[Point placement items]
'''

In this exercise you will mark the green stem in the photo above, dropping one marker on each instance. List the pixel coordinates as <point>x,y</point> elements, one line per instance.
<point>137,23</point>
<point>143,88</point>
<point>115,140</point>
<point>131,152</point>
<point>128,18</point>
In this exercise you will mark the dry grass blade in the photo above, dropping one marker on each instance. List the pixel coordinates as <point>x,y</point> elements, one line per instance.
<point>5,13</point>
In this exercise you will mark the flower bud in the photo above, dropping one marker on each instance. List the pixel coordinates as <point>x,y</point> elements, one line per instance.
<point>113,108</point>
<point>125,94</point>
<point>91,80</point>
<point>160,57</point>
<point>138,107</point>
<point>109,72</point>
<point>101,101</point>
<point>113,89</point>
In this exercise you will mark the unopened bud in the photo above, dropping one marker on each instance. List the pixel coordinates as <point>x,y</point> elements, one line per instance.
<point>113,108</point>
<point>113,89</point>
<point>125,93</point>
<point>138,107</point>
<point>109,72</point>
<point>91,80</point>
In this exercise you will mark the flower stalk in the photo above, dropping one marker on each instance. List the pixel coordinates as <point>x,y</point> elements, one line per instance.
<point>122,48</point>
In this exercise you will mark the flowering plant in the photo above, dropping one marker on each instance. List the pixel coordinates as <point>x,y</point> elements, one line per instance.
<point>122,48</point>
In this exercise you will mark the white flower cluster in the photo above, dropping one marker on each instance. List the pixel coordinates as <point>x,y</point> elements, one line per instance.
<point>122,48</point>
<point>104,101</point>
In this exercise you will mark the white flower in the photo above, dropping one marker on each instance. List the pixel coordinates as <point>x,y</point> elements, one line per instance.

'''

Goal
Write out the items above again, replacing "dropping one marker" with "placing one marker" in each one and leaving every other word as it is.

Solution for this problem
In this exercise you will mark the green stem in the photo above, placing one marker on each instance. List the pixel coordinates as <point>x,y</point> elements, one line per instance.
<point>137,23</point>
<point>143,88</point>
<point>115,140</point>
<point>131,152</point>
<point>128,18</point>
In this exercise you will mark the dry grass blade in the photo above, placing one marker on each instance. List the pixel coordinates as <point>x,y</point> elements, one line per instance.
<point>5,13</point>
In this exercise you will mark the flower bud in the photo above, placing one marker on each instance. List the pixel coordinates as <point>x,y</point> elements, one line per instance.
<point>113,108</point>
<point>125,94</point>
<point>91,80</point>
<point>160,57</point>
<point>138,107</point>
<point>109,72</point>
<point>101,101</point>
<point>113,89</point>
In this exercise you will mark the unopened bud in the photo above, placing one marker on each instance. List the pixel coordinates as <point>x,y</point> elements, one line per instance.
<point>113,108</point>
<point>113,89</point>
<point>125,93</point>
<point>138,107</point>
<point>109,72</point>
<point>91,80</point>
In this exercise you will mark the flower stalk in the photo above, placing one marker on each instance. List the pixel coordinates as <point>x,y</point> elements, one line per instance.
<point>122,48</point>
In this exercise you will mark the flowering plant in the photo above, placing one marker on each instance. List the pixel coordinates as <point>x,y</point> elements, one line per instance.
<point>122,48</point>
In this exercise you will mark the white flower cluster in the photo above, placing one marker on each instance. List the pixel coordinates as <point>x,y</point> elements, one line per instance.
<point>122,48</point>
<point>104,101</point>
In this exercise you will mark the white flower in the photo above, placing one marker on each instance. List the pixel coordinates as <point>x,y</point> elements, one line per instance.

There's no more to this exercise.